Activity list:
A – From the Canada lynx summary, reproduce the stretch from "We summarize the" through "location was obtained." word for word.
B – According to the Canada lynx summary, how many Canada lynx were captured and fitted with radiotelemetry collars in the first 33 months of the project?
C – Condense the paragraph of the Canada lynx summary that begins "GPS collars have been deployed" into a short bulleted list that keeps its main facts.

We summarize the third year of a project on Canada lynx ecology in the Great Lakes region. The project is designed to address four major questions about this population of Canada lynx: distribution, habitat use, abundance, and persistence. In the first 33 months of this project we captured and deployed radiotelemetry collars on 32 Canada lynx. Each animal was located approximately biweekly after being collared when logistically feasible.

GPS collars have been deployed on 12 of the lynx in this project. Over 12,000 locations were obtained from GPS collars at the end of 2005. GPS collar locations will be fundamental to understanding movements and habitat use of Canada lynx. Ambient temperature and animal activity level is recorded by the collars indicating daily patterns in activity, and also shows how active an animal was when each GPS location was obtained.

Radio collared females have had kittens in 2004 and 2005, and at least 5 of the 12 kittens known from den visits in 2005 survived until December 2005. Of the 2004 litters, 1 and possibly 2 of the known offspring were alive at the end of 2005. Of the 32 lynx radio collared by December 31, 2005, 2 died in 2003 and no animals were recovered dead in 2004. We recorded the deaths of 14 radio collared animals in 2005, one of which had died in 2004.

We finished the third year of surveys for snowshoe hare, the major prey species of Canada lynx. Permanent pellet plots were established throughout the SNF for snowshoe hare. Plots were distributed based on stratified random, systematic, and selective site selection strategies. Many stratified random plots had few or no pellets. The highest pellet density over two years of pellet surveys occurred in young red pine and young upland black spruce cover types. A mark-recapture experiment will make it possible to estimate density of snowshoe hares from pellet plots.

Source data:
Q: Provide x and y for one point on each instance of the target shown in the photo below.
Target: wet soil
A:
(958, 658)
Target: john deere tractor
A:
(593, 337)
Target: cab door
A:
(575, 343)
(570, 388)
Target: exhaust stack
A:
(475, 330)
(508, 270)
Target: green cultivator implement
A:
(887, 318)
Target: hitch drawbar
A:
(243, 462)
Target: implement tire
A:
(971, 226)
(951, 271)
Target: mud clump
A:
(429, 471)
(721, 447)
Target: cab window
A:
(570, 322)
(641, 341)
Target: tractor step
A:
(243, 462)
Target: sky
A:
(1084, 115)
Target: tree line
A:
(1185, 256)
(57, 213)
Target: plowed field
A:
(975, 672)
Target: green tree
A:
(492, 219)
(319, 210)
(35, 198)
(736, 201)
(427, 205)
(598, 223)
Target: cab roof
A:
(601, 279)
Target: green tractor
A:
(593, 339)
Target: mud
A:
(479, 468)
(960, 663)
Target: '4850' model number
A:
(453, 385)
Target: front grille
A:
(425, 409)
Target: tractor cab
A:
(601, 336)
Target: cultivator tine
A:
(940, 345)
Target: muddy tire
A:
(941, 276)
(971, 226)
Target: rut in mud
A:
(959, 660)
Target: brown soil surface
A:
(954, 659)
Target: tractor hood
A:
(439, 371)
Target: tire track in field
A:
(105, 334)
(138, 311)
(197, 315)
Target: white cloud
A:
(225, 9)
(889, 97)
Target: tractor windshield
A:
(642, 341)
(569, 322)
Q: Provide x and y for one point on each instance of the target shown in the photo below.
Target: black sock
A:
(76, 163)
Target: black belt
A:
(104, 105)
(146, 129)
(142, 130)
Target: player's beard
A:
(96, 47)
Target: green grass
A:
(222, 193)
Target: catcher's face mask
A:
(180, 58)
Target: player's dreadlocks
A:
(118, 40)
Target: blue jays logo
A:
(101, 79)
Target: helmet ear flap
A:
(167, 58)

Answers:
A –
We summarize the third year of a project on Canada lynx ecology in the Great Lakes region. The project is designed to address four major questions about this population of Canada lynx: distribution, habitat use, abundance, and persistence. In the first 33 months of this project we captured and deployed radiotelemetry collars on 32 Canada lynx. Each animal was located approximately biweekly after being collared when logistically feasible.

GPS collars have been deployed on 12 of the lynx in this project. Over 12,000 locations were obtained from GPS collars at the end of 2005. GPS collar locations will be fundamental to understanding movements and habitat use of Canada lynx. Ambient temperature and animal activity level is recorded by the collars indicating daily patterns in activity, and also shows how active an animal was when each GPS location was obtained.

B – 32 Canada lynx were captured and collared.

C –
- GPS collars have been deployed on 12 of the project's lynx.
- Over 12,000 GPS locations had been obtained by the end of 2005.
- These locations will be fundamental to understanding lynx movements and habitat use.
- The collars also record ambient temperature and activity level. This shows daily activity patterns and how active an animal was at each GPS location.